**STATED TASK**
Could you arrange every one of the records below as a numbered list, one line per item, with the blank lines dropped?

**DATA SECTION**

####

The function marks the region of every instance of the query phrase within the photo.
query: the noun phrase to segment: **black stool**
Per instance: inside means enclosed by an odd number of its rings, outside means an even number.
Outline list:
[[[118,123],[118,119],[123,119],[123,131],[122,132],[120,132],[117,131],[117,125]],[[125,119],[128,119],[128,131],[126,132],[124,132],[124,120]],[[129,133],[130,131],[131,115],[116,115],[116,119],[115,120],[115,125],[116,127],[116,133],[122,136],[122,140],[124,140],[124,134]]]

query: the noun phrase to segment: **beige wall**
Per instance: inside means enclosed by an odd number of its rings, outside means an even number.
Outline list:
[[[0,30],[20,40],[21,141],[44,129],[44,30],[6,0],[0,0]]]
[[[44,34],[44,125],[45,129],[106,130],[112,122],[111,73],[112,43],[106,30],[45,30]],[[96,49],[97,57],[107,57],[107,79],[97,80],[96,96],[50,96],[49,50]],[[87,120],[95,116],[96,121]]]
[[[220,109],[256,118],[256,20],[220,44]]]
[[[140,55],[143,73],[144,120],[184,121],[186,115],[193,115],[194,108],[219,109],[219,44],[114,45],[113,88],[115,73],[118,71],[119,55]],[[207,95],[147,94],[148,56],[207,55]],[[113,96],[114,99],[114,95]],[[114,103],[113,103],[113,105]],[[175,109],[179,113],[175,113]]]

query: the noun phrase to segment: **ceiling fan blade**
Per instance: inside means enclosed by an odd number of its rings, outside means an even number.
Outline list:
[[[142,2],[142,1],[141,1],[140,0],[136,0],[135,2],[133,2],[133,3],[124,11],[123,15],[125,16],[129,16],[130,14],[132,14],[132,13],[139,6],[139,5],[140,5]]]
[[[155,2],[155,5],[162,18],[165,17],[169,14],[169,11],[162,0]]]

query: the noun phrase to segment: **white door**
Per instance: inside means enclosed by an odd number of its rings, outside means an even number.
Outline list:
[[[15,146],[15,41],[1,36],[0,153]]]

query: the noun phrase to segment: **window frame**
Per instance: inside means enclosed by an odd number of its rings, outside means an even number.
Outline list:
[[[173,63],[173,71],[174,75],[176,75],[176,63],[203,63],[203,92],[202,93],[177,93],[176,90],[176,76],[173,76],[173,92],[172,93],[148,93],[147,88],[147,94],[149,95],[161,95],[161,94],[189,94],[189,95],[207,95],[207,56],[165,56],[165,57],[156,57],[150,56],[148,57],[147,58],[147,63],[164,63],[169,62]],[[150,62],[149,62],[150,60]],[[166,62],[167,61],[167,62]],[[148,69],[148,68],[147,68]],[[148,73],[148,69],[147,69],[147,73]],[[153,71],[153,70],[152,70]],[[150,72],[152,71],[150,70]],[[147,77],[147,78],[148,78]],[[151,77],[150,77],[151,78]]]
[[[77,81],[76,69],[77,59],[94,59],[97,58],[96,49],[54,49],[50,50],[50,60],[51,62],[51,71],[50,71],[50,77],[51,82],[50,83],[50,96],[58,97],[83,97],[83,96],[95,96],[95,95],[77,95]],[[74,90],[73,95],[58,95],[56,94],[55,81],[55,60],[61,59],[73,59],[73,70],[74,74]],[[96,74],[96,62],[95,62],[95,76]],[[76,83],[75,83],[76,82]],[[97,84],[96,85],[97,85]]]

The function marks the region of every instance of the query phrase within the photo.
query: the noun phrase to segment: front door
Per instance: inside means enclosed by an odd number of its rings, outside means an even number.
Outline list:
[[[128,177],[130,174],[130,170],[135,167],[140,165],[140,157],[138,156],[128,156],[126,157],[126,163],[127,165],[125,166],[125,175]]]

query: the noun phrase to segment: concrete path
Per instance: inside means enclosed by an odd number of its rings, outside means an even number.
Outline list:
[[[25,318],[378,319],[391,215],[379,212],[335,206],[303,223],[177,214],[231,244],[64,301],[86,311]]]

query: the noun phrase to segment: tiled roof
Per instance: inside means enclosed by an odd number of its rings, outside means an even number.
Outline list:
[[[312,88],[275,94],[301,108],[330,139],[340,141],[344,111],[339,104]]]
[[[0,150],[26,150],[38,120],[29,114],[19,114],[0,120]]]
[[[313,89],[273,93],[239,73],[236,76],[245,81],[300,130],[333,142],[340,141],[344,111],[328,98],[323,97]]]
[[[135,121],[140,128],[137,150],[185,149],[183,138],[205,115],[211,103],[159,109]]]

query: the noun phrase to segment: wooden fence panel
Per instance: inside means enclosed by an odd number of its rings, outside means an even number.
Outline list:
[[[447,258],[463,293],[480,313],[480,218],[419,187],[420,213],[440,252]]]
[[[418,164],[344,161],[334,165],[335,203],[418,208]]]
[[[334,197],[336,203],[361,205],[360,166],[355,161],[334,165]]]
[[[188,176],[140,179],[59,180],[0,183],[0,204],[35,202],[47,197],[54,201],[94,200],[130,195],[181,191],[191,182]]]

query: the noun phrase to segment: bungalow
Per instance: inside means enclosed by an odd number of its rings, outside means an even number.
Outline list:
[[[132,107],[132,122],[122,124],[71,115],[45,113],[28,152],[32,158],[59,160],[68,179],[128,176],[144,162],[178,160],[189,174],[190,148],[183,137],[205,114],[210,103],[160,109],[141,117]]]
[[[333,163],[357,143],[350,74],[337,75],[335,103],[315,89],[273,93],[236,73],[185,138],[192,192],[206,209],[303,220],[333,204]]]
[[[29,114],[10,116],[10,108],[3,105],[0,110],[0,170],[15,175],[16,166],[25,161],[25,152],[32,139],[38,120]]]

####

**WRITTEN ANSWER**
1. The function marks the region of every instance of the query phrase within the photo.
2. query: the noun phrase to segment: **black stool**
3. Per instance: inside means enclosed by an odd number of its rings, outside means an even number.
4. Outline list:
5. [[[118,123],[118,119],[123,119],[123,131],[122,132],[120,132],[117,131],[117,125]],[[125,119],[128,119],[128,131],[126,132],[124,132],[124,120]],[[129,133],[130,131],[131,115],[116,115],[116,119],[115,120],[115,125],[116,127],[116,133],[122,136],[122,140],[124,140],[124,134]]]
6. query: the noun phrase to segment: **beige wall**
7. Per instance: inside means enclosed by an odd number of its rings, outside means an even number.
8. Outline list:
9. [[[0,30],[20,40],[21,141],[44,129],[44,30],[6,0],[0,0]]]
10. [[[44,34],[44,125],[45,129],[106,130],[112,122],[111,73],[112,43],[106,30],[45,30]],[[96,49],[97,57],[107,57],[107,79],[97,80],[96,96],[50,96],[49,50]],[[87,120],[95,116],[96,121]]]
11. [[[220,109],[256,118],[256,20],[220,44]]]
12. [[[140,55],[143,73],[144,120],[184,121],[186,115],[193,115],[194,108],[219,109],[219,44],[114,45],[113,88],[115,73],[118,71],[119,55]],[[207,95],[147,94],[148,56],[207,55]],[[113,96],[114,99],[114,95]],[[114,103],[113,103],[113,105]],[[175,109],[179,113],[175,113]]]
13. query: the noun phrase to segment: **ceiling fan blade**
14. Per instance: inside means enclosed by an odd number of its rings, outside means an even number.
15. Outline list:
16. [[[142,2],[142,1],[141,1],[140,0],[136,0],[135,2],[133,2],[133,3],[124,11],[123,15],[125,16],[129,16],[130,14],[132,14],[132,13],[139,6],[139,5],[140,5]]]
17. [[[155,2],[155,5],[162,18],[165,17],[169,14],[169,11],[162,0]]]
18. query: the noun phrase to segment: **white door**
19. Per instance: inside means enclosed by an odd number of its rings, outside means an even number.
20. Outline list:
21. [[[15,146],[15,41],[1,36],[0,153]]]
22. query: the noun phrase to segment: **window frame**
23. Per instance: inside means enclosed by an odd number of its rings, outside means an even number.
24. Outline list:
25. [[[173,63],[173,71],[174,75],[176,75],[176,63],[203,63],[203,92],[202,93],[177,93],[176,90],[176,76],[173,76],[173,92],[172,93],[148,93],[147,88],[147,94],[149,95],[161,95],[161,94],[189,94],[189,95],[207,95],[207,56],[165,56],[165,57],[156,57],[150,56],[148,57],[147,58],[147,63],[164,63],[169,62]],[[150,62],[149,62],[150,60]],[[166,62],[167,61],[167,62]],[[148,69],[148,68],[147,68]],[[148,73],[148,69],[147,69],[147,73]],[[153,71],[153,70],[152,70]],[[150,72],[152,71],[150,70]],[[147,77],[147,78],[148,78]],[[151,77],[150,77],[151,78]]]
26. [[[77,81],[76,69],[77,59],[94,59],[97,58],[96,49],[54,49],[50,50],[50,60],[51,62],[51,71],[50,71],[50,77],[51,82],[50,83],[50,96],[58,97],[83,97],[83,96],[95,96],[95,95],[77,95]],[[74,90],[73,95],[58,95],[56,94],[55,81],[55,60],[61,59],[73,59],[73,70],[74,74]],[[96,74],[96,62],[95,62],[95,76]],[[76,83],[75,83],[76,82]],[[97,84],[96,85],[97,85]]]
27. The function marks the region of every instance of the query phrase within the photo.
28. query: the noun phrase to segment: front door
29. Per instance: inside means enclosed by an odd number of its rings, outside means an even number.
30. Outline list:
31. [[[128,177],[130,174],[130,170],[135,167],[140,165],[140,157],[138,156],[128,156],[126,157],[126,163],[127,165],[125,166],[125,175]]]
32. query: the noun phrase to segment: concrete path
33. Per instance: inside means enclosed by an odd number of its rings, outside means an even number.
34. Outline list:
35. [[[25,318],[378,319],[391,215],[379,212],[335,206],[303,223],[177,214],[231,244],[64,301],[86,311]]]
36. query: the noun phrase to segment: tiled roof
37. Per instance: inside means enclosed by an odd number of its rings, outside means an even number.
38. Outline list:
39. [[[312,88],[275,94],[301,108],[330,139],[340,141],[344,111],[339,104]]]
40. [[[0,150],[26,150],[38,120],[29,114],[19,114],[0,120]]]
41. [[[313,89],[273,93],[239,73],[236,76],[245,81],[300,130],[333,142],[340,141],[344,111],[328,98],[323,97]]]
42. [[[135,121],[140,128],[137,150],[185,149],[183,138],[205,115],[211,103],[159,109]]]
43. query: the noun phrase to segment: wooden fence panel
44. Per instance: inside means enclosed by an odd number of its rings, outside means an even number.
45. Outline list:
46. [[[447,258],[463,293],[480,313],[480,218],[419,187],[420,213],[440,252]]]
47. [[[418,164],[344,161],[334,165],[335,203],[418,208]]]
48. [[[334,197],[336,203],[361,205],[360,166],[355,161],[334,165]]]
49. [[[188,176],[140,179],[59,180],[0,183],[0,204],[35,202],[47,197],[54,201],[94,200],[130,195],[181,191],[191,182]]]
50. query: the noun phrase to segment: bungalow
51. Per instance: inside means enclosed by an odd number of its rings, outside means an even number.
52. Outline list:
53. [[[132,107],[132,122],[122,124],[71,115],[45,113],[28,152],[32,158],[59,160],[68,179],[128,176],[144,162],[178,160],[189,174],[190,148],[183,137],[205,114],[210,103],[160,109],[141,117]]]
54. [[[333,163],[357,143],[350,74],[337,75],[335,103],[315,89],[273,93],[236,73],[185,138],[192,192],[206,209],[303,220],[333,204]]]
55. [[[29,114],[10,116],[10,108],[3,105],[0,110],[0,170],[15,175],[16,166],[25,161],[25,152],[32,139],[38,120]]]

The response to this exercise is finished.